-- START Records for processing --
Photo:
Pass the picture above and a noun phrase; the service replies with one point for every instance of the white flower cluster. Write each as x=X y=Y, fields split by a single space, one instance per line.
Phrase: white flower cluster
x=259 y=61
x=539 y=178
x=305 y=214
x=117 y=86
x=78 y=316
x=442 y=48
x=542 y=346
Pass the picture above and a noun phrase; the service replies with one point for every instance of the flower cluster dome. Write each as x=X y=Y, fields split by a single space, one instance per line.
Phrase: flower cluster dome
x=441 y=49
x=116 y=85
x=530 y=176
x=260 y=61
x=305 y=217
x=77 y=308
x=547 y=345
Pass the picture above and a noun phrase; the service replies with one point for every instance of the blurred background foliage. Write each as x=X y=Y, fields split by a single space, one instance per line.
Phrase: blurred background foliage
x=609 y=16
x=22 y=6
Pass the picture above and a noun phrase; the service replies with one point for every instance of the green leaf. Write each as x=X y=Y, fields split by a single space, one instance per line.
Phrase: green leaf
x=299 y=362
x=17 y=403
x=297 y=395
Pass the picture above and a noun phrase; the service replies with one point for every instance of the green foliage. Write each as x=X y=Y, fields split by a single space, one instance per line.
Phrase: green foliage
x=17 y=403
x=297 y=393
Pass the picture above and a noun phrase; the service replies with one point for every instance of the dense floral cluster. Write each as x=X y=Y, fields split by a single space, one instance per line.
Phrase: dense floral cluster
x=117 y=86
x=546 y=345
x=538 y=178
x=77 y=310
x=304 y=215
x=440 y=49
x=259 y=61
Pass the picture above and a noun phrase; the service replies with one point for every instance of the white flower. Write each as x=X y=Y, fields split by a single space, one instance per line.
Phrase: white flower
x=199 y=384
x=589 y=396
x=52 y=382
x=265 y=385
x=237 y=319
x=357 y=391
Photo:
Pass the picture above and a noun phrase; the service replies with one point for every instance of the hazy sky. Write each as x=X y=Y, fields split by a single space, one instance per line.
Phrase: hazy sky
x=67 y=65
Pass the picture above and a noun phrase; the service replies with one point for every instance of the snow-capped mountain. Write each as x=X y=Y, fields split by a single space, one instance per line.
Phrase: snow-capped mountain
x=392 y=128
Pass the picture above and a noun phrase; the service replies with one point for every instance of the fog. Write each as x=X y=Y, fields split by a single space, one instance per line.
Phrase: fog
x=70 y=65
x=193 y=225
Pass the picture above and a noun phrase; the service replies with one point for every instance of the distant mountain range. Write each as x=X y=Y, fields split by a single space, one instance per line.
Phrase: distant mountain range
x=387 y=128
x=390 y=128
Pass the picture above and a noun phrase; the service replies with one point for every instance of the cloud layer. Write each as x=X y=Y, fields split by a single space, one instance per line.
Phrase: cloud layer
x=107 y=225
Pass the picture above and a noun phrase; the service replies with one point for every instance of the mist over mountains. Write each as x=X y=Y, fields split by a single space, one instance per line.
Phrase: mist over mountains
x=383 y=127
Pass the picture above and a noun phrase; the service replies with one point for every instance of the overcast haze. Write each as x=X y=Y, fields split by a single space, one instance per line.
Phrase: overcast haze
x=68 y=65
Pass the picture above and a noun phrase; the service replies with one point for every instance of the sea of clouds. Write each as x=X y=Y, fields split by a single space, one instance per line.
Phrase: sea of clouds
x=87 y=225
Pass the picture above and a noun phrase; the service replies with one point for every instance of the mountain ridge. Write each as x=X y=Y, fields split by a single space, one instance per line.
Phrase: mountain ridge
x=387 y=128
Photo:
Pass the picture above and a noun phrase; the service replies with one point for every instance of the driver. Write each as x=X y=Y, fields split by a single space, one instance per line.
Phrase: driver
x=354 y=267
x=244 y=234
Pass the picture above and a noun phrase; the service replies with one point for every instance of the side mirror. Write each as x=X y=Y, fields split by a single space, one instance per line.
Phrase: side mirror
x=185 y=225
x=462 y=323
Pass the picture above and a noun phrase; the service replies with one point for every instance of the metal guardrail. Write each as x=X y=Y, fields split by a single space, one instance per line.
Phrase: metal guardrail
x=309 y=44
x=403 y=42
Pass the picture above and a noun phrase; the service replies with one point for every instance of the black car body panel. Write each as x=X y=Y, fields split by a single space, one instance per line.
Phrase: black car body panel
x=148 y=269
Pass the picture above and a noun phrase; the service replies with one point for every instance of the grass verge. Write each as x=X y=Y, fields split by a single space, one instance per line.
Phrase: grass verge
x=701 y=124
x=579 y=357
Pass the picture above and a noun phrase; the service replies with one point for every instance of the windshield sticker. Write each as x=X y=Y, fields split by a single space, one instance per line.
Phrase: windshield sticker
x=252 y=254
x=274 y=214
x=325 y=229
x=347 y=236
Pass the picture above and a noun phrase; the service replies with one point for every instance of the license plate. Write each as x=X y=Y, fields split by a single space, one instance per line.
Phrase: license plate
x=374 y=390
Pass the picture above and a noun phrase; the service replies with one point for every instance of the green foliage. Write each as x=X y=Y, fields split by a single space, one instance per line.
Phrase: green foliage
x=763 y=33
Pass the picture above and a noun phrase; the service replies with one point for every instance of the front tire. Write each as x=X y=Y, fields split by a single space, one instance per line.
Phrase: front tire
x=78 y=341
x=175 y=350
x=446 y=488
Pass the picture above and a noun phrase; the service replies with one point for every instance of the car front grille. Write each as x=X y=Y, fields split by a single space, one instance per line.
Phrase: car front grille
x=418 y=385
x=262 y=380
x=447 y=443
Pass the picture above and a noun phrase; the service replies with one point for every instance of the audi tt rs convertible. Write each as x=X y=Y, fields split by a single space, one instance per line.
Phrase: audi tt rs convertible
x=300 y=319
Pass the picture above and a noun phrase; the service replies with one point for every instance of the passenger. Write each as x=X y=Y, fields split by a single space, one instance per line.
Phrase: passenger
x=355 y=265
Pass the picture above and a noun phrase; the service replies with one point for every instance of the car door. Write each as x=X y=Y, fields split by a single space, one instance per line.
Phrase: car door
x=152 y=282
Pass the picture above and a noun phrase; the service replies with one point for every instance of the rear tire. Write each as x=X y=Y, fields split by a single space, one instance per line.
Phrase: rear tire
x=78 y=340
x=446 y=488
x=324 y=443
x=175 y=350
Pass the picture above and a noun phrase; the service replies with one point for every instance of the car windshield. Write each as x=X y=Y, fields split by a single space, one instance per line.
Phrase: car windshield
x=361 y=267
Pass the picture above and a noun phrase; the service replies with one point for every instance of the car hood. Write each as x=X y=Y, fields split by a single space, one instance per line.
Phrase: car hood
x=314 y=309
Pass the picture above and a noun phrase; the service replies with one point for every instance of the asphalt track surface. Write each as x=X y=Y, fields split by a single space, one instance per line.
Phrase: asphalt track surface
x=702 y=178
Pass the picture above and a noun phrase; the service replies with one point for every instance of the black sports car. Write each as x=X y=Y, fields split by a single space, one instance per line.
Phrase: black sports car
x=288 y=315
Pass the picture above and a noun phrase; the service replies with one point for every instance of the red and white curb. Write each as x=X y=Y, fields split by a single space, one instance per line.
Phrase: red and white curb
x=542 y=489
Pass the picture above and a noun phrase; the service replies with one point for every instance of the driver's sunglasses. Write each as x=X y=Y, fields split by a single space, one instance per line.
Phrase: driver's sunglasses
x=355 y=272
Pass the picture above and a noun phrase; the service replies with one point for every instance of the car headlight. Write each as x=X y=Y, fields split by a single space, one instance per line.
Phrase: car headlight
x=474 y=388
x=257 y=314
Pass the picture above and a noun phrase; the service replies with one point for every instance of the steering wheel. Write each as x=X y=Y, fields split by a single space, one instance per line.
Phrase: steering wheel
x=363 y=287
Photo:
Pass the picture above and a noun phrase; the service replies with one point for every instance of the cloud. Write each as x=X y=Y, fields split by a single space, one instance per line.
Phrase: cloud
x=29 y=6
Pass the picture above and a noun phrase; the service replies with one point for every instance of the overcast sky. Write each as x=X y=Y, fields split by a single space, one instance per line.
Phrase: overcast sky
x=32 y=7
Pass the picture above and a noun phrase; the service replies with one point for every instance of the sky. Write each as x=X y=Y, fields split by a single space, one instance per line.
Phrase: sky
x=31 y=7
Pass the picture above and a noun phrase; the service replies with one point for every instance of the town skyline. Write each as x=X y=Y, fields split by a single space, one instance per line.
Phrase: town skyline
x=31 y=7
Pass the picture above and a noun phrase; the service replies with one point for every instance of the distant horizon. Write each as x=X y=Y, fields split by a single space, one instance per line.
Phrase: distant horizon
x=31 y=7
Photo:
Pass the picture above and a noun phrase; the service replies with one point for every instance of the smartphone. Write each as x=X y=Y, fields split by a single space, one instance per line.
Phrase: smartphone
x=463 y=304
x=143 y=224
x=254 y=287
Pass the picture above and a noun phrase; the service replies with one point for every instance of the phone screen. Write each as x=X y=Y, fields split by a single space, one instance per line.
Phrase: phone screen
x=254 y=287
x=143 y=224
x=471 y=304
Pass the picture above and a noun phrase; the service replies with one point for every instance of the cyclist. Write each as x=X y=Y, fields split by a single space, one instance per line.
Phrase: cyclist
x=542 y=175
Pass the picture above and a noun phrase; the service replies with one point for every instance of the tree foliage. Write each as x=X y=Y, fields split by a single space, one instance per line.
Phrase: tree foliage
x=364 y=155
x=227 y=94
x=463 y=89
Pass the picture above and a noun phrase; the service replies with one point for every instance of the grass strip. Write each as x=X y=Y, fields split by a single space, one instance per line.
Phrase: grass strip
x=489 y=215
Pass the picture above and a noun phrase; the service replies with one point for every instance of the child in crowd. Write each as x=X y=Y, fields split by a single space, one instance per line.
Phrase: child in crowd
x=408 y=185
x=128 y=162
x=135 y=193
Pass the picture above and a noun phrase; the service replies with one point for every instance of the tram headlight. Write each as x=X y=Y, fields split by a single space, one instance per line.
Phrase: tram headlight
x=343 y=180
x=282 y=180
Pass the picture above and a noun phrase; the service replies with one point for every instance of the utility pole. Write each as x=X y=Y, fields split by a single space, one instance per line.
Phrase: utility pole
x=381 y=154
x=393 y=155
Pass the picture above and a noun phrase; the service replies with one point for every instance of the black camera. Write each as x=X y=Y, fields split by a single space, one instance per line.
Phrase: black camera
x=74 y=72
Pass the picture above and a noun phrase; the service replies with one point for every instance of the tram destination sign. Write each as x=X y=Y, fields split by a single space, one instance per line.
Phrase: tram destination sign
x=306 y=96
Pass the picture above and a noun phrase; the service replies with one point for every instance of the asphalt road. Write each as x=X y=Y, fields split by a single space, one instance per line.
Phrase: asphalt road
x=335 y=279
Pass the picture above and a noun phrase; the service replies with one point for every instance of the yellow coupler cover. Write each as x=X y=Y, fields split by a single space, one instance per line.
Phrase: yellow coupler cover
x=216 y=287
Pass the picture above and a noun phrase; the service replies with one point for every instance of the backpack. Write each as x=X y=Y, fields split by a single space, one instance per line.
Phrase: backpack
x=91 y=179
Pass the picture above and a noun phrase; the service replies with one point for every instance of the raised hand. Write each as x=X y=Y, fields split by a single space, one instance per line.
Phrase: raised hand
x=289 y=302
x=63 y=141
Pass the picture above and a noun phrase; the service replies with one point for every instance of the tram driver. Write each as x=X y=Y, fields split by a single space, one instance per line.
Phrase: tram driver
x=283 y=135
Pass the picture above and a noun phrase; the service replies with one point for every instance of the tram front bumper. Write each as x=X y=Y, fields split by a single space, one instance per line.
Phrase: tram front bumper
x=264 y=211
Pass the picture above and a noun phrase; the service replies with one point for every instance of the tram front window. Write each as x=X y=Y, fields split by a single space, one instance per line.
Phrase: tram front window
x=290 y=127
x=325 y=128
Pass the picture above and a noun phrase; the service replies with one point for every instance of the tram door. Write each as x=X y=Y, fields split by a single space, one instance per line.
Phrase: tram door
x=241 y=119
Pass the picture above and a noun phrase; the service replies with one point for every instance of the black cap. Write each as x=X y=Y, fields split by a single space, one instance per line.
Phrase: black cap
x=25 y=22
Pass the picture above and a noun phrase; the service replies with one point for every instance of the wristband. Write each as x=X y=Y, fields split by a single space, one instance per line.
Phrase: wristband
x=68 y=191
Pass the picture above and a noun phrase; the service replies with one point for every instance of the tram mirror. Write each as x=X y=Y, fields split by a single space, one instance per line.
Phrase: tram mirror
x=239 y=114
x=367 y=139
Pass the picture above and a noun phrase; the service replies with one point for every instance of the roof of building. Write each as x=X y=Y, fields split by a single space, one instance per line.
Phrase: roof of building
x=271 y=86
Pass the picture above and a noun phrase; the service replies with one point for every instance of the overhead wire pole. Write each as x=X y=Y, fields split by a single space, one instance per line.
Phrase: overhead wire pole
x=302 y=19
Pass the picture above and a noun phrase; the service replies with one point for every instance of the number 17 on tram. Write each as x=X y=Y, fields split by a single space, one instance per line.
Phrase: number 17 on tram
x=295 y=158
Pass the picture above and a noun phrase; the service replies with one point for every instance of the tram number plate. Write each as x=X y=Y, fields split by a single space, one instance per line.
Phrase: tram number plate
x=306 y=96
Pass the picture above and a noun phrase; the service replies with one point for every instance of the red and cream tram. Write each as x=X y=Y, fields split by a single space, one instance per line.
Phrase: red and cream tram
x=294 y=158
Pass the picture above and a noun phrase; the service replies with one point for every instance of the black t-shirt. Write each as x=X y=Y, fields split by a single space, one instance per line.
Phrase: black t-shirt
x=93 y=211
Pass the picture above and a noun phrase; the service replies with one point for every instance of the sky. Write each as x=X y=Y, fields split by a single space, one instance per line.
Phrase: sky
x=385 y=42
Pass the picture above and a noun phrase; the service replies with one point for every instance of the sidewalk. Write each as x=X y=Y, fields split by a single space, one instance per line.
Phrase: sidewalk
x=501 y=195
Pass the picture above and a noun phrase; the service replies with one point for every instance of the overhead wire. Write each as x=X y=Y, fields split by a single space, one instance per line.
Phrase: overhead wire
-- END Records for processing --
Aim of the task: Rewrite the lines of the entries as a numbered list, beginning at the line with "of the mountain" and ending at the line with "x=244 y=234", both included. Skip any blank lines.

Reply:
1. Pass the picture above and a noun phrase; the service replies with one point for every instance of the mountain ridge. Write each as x=X y=Y, fields split by a single space, one instance per line.
2. Phrase: mountain ridge
3. x=387 y=128
4. Photo:
5. Pass the picture above and a noun phrase; the service replies with one point for every instance of the driver. Write each as x=X y=Y, fields split by a single space, one instance per line.
6. Phrase: driver
7. x=354 y=267
8. x=244 y=234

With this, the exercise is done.